Hallucinations, a blog about writing, trains, and Wire to Wire
Viewing Entries From: December 2011
Land of Dreams
A long time ago, I set off by freight to see Northern Michigan and most of the western states, traveling with my good friend Jesse Burkhardt, and sometimes Tom Lacinski, and sometimes alone. This year, all of that traveling came full circle with the publication of Wire to Wire.
There are many, many people who helped along the way—way too many to name. I'm grateful to all and especially to all of you who have invited the world of Wire to Wire into your imagination and let it bloom there. Thanks, and here's to many good trips ahead.
— Scott
Wild In Minneapolis
One day in Minneapolis, when I didn’t have anything else to do, I leapt from an overpass onto the top of a moving train. It was one of a few reckless things I used to do that didn’t seem reckless at the time—the time being 1978 or so.
At night, for example, I used to walk out on the railroad bridge that crossed the Mississippi between Minneapolis and St. Paul. It was a long bridge, with two tracks and a raised metal ledge running the length of the span. The ledge was about as wide as a sidewalk and some nights I would stand on it and look at the blackness far below where I knew the river was. I never gave a thought to jumping—it wasn’t about that. Just the opposite: I went out there to feel alive. And also, to be honest, because I didn’t have many friends or a lot of other places to go.
This past October, I went back to Minneapolis to read at Magers & Quinn, a great indie bookstore on Hennepin Avenue, a few blocks from where I lived in the ‘70s. (Another wonderful bookstore in Minneapolis, btw, is Birchbark Books near Lake of the Isles. Birchbark is owned by Louise Erdrich and run by a very friendly, book-loving staff.)
Magers & Quinn had invited me to read with Matt Burgess, author of Dogfight, A Love Story. Matt’s a great guy and his book is amazing—get your hands on it and prepare to inhale.
When the reading was over, Andy at M&Q told me about a place in town called the Hard Times Café. It was a vegan, cooperative café, he said, and also a gathering spot for people who still rode freight trains. The Hard Times happened to be across the way from a place that made prosthetic limbs, and Andy told me that you'd sometimes you’d see riders in the café wearing them. I knew I had to check the place out.
But first—around midnight, actually—I went back to the railroad bridge, intending to walk out over the Mississippi. To feel alive, of course, but also with the hope that the bridge might now extend backward into time. To the days when I used to sleep on the floor of the Minnesota Tenants Union, where I sometimes worked—back when $300 would get me through a whole summer of riding trains, with a little fruit-picking thrown in to tide me over. And back to the friends who took me in or let me go, like Cara and Patti and Kink, and Richard who let me ride in the caboose all the way to Mankato, and Flo, Kirk, Diana—hey, I guess I did have friends back then after all.

· · · · ·

> [WHAT THIS EXERCISE ASKS]
• a. Decide whether each statement agrees with the Minneapolis blog text, and answer yes or no with the exact words from the text that settle it. (i) In Minneapolis around 1978, the writer jumped from an overpass onto the top of a moving train. (ii) At Magers & Quinn, the writer read alongside the author of Dogfight, A Love Story. (iii) The railroad bridge over the Mississippi carried a single track.
• b. Continue the blog post about returning to Minneapolis and its railroad bridge, starting right after its final sentence.

· · · · ·

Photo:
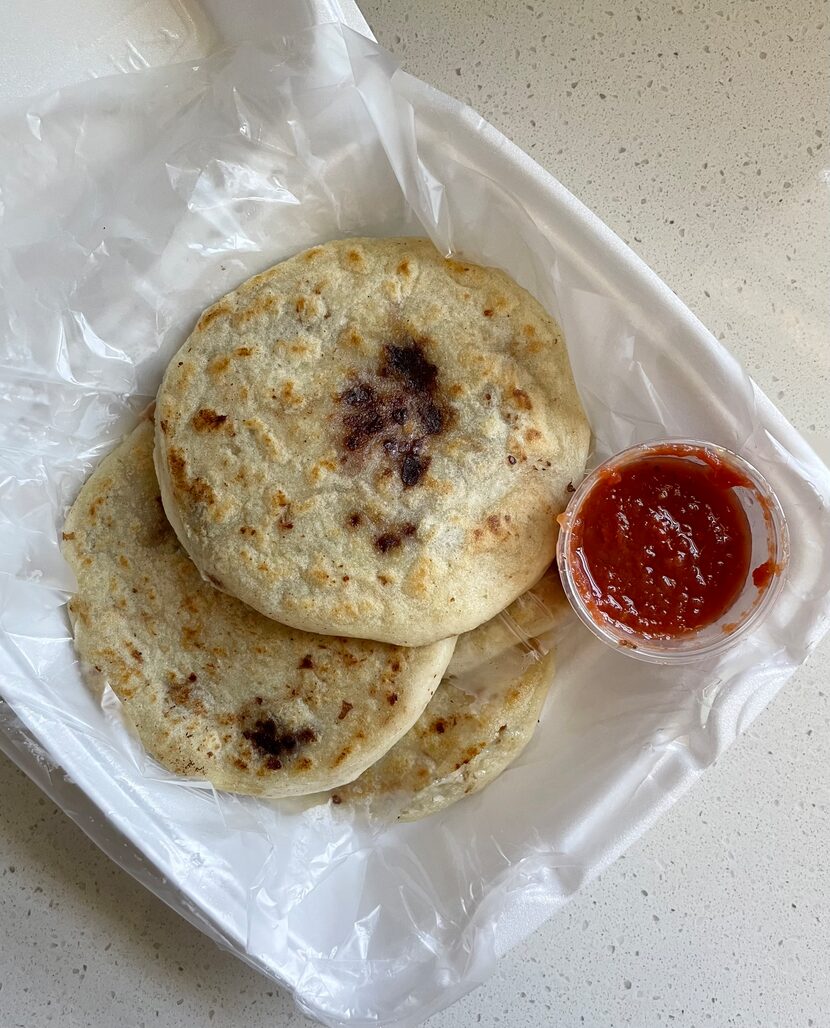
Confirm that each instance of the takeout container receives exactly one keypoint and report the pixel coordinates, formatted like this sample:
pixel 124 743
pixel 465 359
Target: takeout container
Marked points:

· · · · ·

> [RESULTS OF THE TASKS]
• a.
(i) Yes: "I leapt from an overpass onto the top of a moving train" and "the time being 1978 or so."
(ii) Yes: "Magers & Quinn had invited me to read with Matt Burgess, author of Dogfight, A Love Story."
(iii) No: "It was a long bridge, with two tracks and a raised metal ledge running the length of the span."

• b.
Before I could get to the bridge there was a fence that had to be jumped, and that much I still have in me. But past it, at the edge of the river, there was a second, much bigger fence, with barbed wire extensions. You used to walk out on this bridge, the fence said, but you aren’t walking out no more.
This second fence was a serious piece of work. I spent a long time trying, but the portal to the past remained closed. Afterward I spent an hour or so trying, more successfully, to open a portal at Palmer’s Bar in the Cedar-Riverside neighborhood.
So it was that I ended up at the Hard Times Café after 2 a.m. on a Thursday night in October. The place was still open—til 4:00 a.m. said the girl behind the counter, who had eyes so much like cats-eye marbles I never wanted to look away.
There were no freight riders around that I could see, but everyone in the place had a glow of some kind; a strange middle-of-the-night energy of people who were vegans, or students, or involved in romances that were ending or beginning or fouled up in ways that kept them from going home. I didn’t know. But I knew I wanted to be there just to bask in whatever it was.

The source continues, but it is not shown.